Stored records
'''

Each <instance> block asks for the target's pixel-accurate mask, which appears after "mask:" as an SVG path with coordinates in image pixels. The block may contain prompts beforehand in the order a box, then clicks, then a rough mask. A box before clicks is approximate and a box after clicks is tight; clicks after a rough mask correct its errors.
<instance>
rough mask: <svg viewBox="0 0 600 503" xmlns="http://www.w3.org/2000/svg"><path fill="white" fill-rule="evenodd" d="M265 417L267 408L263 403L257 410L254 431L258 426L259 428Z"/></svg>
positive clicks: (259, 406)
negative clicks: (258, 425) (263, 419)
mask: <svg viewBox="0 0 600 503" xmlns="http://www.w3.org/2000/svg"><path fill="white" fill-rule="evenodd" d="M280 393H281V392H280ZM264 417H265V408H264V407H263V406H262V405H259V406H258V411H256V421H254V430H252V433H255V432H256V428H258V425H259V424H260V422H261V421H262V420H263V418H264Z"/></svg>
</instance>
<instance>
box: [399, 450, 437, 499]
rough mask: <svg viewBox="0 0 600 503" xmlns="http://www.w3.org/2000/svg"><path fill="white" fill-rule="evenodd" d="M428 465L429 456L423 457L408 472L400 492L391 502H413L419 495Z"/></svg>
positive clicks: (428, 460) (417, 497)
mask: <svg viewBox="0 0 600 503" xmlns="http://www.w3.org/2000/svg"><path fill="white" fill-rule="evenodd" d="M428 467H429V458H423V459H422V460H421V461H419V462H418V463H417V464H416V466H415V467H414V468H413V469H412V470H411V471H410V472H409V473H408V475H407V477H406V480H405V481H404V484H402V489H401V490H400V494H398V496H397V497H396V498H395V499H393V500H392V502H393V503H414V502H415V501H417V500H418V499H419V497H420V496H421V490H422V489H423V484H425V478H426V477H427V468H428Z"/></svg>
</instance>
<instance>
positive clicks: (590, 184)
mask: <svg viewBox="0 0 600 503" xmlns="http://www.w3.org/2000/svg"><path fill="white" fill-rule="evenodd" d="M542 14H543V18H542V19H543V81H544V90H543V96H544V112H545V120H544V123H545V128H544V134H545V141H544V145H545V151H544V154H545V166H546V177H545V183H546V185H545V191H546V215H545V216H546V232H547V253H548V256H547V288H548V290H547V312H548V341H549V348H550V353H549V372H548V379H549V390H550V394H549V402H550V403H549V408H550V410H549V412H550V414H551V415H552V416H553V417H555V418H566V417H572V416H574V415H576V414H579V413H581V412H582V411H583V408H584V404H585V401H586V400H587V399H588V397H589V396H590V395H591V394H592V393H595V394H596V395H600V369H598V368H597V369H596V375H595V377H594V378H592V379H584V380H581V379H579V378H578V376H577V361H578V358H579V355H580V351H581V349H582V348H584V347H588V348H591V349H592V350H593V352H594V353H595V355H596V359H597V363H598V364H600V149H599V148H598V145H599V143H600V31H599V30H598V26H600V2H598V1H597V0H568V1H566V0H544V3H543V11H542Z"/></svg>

'''

PROBLEM DESCRIPTION: Identify each line of the stored records that contains the word "positive", and copy those lines. Treat uppercase and lowercase letters as distinct.

PROBLEM SOLUTION:
positive clicks: (259, 406)
positive clicks: (428, 460) (417, 497)
positive clicks: (590, 184)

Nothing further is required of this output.